Source document ->
By Maragato1976 - Own work, CC BY-SA 3.0, https://commons.wikimedia.org/w/index.php?curid=16714621
Splendor of the "Belle Époque"
On the 17th December 1921, an establishment called Elite café opened for business in Porto. It was located in Santa Catarina street, a pedestrian walkway for shopping and for the finest members of society, then and now. The café enlightened the street with its Art Nouveau decoration, by architect João Queiroz.
Inside, the scent of leather upholstery and varnished wood is joined by the magnificent vision of the plaster-decorated ceiling and of the endless Flemish mirrors, is an ensemble that marvels all senses. Add in the combination of marble and metal and it becomes truly exquisite. At the back of the café, nature rules in the conservatory, which connects Santa Catarina street to Passos Manuel street.
The opening day, which has become a distant memory, has always been remembered by the city. Many have flocked to this part of the city to learn about the new building that has become to define Porto's architectural landscape. Appealing to intellectuals, bohemians and to the ladies of high society, when on a walkabout, would sit to drink tea or eat an ice cream.
The cafe had honors and awards and received a distinct visitor, the pilot aviator, and later Admiral Gago Coutinho (who always appeared accompanied by beautiful women), who had just arrived from another risky journey from the island of Madeira. He was pleasantly surprised with the splendor of the new facility and returned there several times in order to contemplate the beauty of all the details of the cafe in the company of famous actress Beatriz Costa.
Photo by Maragato1976 - Own work, CC BY-SA 3.0, https://commons.wikimedia.org/w/index.php?curid=16714622
Although this was a successful opening, the name Elite carried a hint of monarchy that did not go well with the republican, bourgeois and chic atmosphere of Porto at the time.
The glamorous cultural elite from Paris was a reference for portuguese culture in those days. Hence the new name – Majestic – filled with all the charm of "La Belle Époque".
Soon the most influential figures of Porto became regular customers of the café. José Régio, Teixeira de Pascoaes and Leonardo Coimbra, among others, gave this establishment the necessary literary standing to foster vivid debates between public figures and soon-to-be-famous characters, on the most important political, social and philosophical issues of the time.
In a place which personifies art, true artists felt at home. Students and professors from the School of Fine Arts of Porto joined with renowned artists such as Júlio Resende, to explore new artistic ways and motivations, to criticize established procedures, to conceptualize new forms, or simply to hear the general word of the day.
There was not much difference in the general atmosphere of several other cafés of Porto - socially and culturally distinct groups exchanging arguments around a cup of coffee or a notorious cup of absinthe.
During the sixties and keeping pace with a certain forced lethargy in cultural manifestations in Portugal, the Majestic Café began to go into a slumber of its own. It was a time of slow but steady decline.
Soon the public of Porto became aware of the degradation to which Majestic had fallen victim to and thus on the 24th January 1983, the building was declared a "Public Interest Building". Three years later the new administration tried to find a way to once again reconcile the café with the city.
However, time shows its inexorability, years of neglect have transformed the space into a gloomy place. The Café Majestic and all its history clamoring for recognition.
In 1992, seventy one years after its grand opening, the decision is made to give back to the Majestic the well-deserved pride of being one of the most beautiful cafés of Porto. On the 15th July 1994, the Majestic re-opened after two long years with all the glamour of the past. Today, when you enter the Majestic you can visit an exhibition, attend a cultural event or even appear on television as it is sometimes turned into a occasional television setting.

Data ->
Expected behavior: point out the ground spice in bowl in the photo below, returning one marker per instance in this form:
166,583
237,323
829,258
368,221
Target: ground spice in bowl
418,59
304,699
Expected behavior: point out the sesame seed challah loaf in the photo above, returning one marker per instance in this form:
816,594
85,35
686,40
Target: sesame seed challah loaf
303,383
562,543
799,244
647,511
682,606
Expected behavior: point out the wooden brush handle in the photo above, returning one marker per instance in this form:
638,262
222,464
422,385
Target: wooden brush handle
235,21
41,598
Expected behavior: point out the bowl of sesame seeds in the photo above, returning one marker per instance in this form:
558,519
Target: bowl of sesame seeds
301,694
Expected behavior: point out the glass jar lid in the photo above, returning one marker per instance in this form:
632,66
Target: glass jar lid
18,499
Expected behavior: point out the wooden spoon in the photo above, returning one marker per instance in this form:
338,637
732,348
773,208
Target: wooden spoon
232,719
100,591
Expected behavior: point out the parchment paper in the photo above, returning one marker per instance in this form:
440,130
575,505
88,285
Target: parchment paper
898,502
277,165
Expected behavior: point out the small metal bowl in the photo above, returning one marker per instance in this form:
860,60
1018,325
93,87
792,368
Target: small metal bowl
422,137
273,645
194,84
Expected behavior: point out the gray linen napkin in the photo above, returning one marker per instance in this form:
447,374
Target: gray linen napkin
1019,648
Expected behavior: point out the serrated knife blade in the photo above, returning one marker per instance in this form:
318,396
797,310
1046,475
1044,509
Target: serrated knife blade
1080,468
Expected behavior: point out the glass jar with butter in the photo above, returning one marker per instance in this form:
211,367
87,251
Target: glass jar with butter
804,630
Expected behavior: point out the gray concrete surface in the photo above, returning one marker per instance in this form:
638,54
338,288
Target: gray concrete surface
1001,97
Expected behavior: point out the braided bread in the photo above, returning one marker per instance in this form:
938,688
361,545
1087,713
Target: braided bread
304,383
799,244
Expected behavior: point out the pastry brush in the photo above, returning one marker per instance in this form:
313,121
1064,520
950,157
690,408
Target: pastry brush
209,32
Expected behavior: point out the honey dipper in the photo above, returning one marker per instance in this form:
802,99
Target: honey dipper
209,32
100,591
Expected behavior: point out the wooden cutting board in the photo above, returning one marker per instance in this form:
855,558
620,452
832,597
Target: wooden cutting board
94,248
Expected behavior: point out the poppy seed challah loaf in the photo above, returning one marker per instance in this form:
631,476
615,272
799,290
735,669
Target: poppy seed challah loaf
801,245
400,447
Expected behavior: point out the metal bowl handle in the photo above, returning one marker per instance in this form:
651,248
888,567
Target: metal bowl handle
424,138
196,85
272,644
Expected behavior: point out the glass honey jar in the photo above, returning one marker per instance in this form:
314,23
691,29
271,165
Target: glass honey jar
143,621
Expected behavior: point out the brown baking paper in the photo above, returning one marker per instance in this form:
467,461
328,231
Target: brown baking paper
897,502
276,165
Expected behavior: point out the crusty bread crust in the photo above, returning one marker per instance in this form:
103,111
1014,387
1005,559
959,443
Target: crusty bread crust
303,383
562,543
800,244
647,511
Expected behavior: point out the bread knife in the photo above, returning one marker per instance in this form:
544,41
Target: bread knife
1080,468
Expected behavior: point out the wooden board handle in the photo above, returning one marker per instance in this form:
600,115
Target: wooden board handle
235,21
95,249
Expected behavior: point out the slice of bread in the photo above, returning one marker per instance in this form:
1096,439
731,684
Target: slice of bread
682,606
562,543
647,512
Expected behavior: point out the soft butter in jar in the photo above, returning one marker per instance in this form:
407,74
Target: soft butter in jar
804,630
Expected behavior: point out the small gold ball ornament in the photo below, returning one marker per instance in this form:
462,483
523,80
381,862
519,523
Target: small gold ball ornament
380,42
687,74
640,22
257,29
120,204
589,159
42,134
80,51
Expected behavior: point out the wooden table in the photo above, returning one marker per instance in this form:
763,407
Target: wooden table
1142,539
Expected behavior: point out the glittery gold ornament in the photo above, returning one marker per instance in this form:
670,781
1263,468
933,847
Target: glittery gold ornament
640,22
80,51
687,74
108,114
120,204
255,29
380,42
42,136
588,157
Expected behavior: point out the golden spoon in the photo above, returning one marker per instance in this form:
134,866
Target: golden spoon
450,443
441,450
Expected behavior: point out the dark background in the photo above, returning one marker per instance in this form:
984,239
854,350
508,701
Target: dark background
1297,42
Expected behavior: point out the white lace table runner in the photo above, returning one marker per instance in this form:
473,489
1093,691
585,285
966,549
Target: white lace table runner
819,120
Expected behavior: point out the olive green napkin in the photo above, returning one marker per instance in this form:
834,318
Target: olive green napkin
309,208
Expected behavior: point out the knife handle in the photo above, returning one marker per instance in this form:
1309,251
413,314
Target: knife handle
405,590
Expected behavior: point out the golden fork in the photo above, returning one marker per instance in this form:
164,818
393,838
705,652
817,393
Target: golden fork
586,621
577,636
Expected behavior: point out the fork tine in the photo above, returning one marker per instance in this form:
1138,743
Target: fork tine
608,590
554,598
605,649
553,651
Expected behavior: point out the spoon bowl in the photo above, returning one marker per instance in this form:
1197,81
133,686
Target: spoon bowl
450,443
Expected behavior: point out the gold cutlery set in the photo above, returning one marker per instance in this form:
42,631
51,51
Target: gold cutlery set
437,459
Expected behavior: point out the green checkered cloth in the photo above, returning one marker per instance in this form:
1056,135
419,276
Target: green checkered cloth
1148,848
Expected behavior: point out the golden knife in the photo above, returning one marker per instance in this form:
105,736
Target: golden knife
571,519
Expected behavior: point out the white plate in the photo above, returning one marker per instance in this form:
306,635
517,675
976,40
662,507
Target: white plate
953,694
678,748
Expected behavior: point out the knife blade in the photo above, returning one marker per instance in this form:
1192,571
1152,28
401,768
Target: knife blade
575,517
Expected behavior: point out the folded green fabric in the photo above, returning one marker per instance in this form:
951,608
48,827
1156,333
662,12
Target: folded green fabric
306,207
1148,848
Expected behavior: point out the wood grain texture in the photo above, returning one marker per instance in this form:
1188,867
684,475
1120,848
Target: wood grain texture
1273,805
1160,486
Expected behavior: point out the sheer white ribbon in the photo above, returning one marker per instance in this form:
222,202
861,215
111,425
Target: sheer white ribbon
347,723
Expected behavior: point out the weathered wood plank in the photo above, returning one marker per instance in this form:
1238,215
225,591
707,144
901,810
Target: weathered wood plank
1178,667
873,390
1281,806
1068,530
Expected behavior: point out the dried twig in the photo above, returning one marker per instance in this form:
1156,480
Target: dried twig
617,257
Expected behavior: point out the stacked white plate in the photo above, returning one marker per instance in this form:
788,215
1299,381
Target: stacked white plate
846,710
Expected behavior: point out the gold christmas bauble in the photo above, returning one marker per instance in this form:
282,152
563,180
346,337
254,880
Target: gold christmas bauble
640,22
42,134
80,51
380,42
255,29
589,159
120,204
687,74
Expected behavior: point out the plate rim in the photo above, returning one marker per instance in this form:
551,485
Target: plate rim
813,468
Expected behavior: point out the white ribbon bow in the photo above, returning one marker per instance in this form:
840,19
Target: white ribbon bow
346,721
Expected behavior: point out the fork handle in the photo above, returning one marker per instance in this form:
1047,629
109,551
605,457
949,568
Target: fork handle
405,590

Exercise task ->
Copy the passage of the café history that begins at the words "Inside, the scent" and stops after "Passos Manuel street.", renaming "conservatory" to "winter garden".

Task answer ->
Inside, the scent of leather upholstery and varnished wood is joined by the magnificent vision of the plaster-decorated ceiling and of the endless Flemish mirrors, is an ensemble that marvels all senses. Add in the combination of marble and metal and it becomes truly exquisite. At the back of the café, nature rules in the winter garden, which connects Santa Catarina street to Passos Manuel street.